# ABOUT THIS TASK
Write the following entries out again exactly, skipping each image.
**** INPUT DATA
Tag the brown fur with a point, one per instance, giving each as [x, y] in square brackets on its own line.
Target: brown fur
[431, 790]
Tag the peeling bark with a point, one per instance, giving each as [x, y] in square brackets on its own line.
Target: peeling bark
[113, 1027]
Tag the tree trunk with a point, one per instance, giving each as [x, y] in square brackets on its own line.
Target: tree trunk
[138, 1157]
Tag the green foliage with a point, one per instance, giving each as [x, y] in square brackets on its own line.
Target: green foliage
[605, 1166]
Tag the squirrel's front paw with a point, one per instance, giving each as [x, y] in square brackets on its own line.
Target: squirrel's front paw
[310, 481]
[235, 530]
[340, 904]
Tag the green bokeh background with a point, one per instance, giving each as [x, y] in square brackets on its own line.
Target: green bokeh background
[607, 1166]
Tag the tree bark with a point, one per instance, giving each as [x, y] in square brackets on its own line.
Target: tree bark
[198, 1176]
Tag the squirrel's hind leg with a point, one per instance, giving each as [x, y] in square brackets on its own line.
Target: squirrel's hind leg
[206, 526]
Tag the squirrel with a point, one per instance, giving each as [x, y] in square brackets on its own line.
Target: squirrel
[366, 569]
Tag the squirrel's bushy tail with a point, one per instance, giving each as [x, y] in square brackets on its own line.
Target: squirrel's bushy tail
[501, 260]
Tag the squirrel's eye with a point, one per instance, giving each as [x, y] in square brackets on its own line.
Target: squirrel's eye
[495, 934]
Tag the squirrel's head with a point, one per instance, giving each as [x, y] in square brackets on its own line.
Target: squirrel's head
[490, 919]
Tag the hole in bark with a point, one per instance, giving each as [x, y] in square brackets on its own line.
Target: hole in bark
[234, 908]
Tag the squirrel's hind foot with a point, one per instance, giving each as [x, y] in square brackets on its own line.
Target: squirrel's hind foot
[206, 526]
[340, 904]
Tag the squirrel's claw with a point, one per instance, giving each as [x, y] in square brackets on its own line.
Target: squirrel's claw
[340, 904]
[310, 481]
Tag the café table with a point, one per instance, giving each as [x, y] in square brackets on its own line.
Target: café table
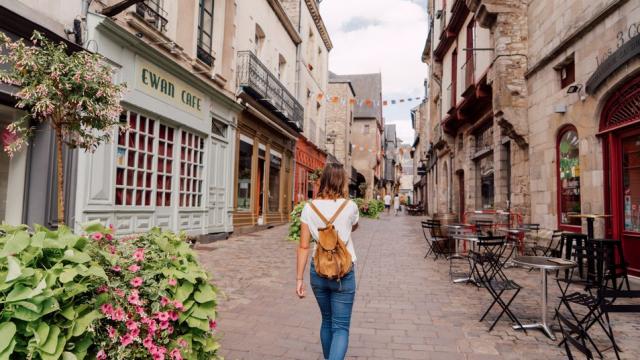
[545, 264]
[590, 218]
[473, 238]
[453, 230]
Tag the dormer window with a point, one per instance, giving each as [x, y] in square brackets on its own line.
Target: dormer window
[205, 31]
[258, 40]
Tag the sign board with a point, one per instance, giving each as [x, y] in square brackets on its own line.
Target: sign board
[167, 88]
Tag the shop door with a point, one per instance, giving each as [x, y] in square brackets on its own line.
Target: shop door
[628, 172]
[218, 173]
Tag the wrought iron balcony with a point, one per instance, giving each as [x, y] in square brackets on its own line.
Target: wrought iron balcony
[256, 80]
[153, 13]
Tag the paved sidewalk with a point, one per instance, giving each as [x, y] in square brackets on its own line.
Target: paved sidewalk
[406, 307]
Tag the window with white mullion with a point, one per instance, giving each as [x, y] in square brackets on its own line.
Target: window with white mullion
[164, 174]
[191, 170]
[134, 161]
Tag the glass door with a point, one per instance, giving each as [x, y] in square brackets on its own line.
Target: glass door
[630, 167]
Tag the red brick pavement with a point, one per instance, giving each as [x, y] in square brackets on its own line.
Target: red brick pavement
[405, 308]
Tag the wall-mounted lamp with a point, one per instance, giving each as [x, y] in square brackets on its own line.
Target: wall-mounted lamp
[572, 89]
[576, 88]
********
# SOLUTION FOR THIS EXERCISE
Tag the brown fur with a point, one per instance, giving each as [x, y] in square brackets on its own line.
Target: brown fur
[431, 790]
Tag the peeling bark with a point, one per instance, giving each as [x, y] in square brackets on its own line.
Target: peeling bark
[113, 1027]
Tag the tree trunk with a point, one per instance, giving each as [x, y] in square brackets on its own line.
Target: tree trunk
[138, 1157]
Tag the green foliage with a point, one per instance, giving each as [x, y] in square brackets on its own line.
Target: green foliage
[605, 1166]
Tag the squirrel's front paw with a point, one per instance, giving each as [x, y] in square brackets on its own line.
Target: squirrel's front paw
[310, 481]
[235, 530]
[340, 904]
Tag the green bokeh background with a point, one per instance, giving each as [x, y] in square brackets on its own line.
Target: green bokeh background
[607, 1166]
Tag the tree bark with a point, one per instance, giving each as [x, y] in square brackets on its own line.
Target: tree bark
[198, 1176]
Tag the squirrel's hind leg with a point, one per instance, giving each as [x, y] in square brackets on its own line.
Target: squirrel's hind leg
[206, 526]
Tag the squirrel with a point, one per instance, giving each as [x, y] in square brackets on its own line.
Target: squirrel
[366, 569]
Tag the squirrel's bushy tail with a point, one per instance, giving each as [x, y] in square brackets on its own line.
Target: squirrel's bushy tail
[501, 260]
Tag the squirrel's eye with a point, one per instance, giving each as [x, y] in square brackets on its own line.
Target: squirrel's eye
[495, 934]
Tag the squirrel's head with a point, one per instance, giving each as [x, y] in square brackets on its own line.
Target: squirrel's head
[490, 919]
Tag the hole in bark with a point, one per instance, giving each as [x, y] in square brackets on its own line.
Target: hole in bark
[234, 908]
Tag the squirrel's hind foot with a point, one per instance, giving each as [x, y] in square brackets on its own line.
Target: squirrel's hind foot
[206, 526]
[340, 904]
Tag the squirrel's claw with a point, one per instance, giving each as [x, y] in square brackets on its own line.
Target: squirrel's claw
[340, 904]
[310, 481]
Tag the café table with a point, one per instance, giving each as [x, y] in square brackets on its own line.
Target: café table
[545, 264]
[590, 218]
[473, 238]
[453, 230]
Tag the dormer window with a point, one per instance, giving each as [x, y] in square brackets on its own line.
Target: dormer window
[205, 31]
[258, 40]
Tag the sign board with a point, one per instance, giving each as [x, y] in square brackets on its own line.
Target: sign board
[167, 88]
Tag the shop door with a point, one per instance, giving each as [x, y] in square brackets on its own line.
Target: shop door
[628, 172]
[218, 173]
Tag the wrought iron balcony with a point, one per instance, giving each as [x, y] in square brackets on its own line.
Target: wrought iron balcony
[256, 80]
[153, 13]
Tag the paved sidewalk with a point, one per instance, giving each as [x, y] in square brackets on its own line.
Target: paved sidewalk
[406, 307]
Tag the window with white mullion with a point, one per instance, giving each as [x, y] in square brackets on its own line.
Target: window with white mullion
[164, 174]
[191, 170]
[134, 161]
Tag the glass door with a point, one per instance, giving each as [x, y] in square brackets on its own line.
Target: glass door
[630, 167]
Tag the red brick pavement with a point, one per instance, giving each as [x, y] in square brackets on its own line.
Target: red brick pavement
[405, 308]
Tag the wall-mounted lamp with a point, one per instance, giving each as [x, y] in square brackets on its own line.
Target: wall-mounted lamp
[572, 89]
[576, 88]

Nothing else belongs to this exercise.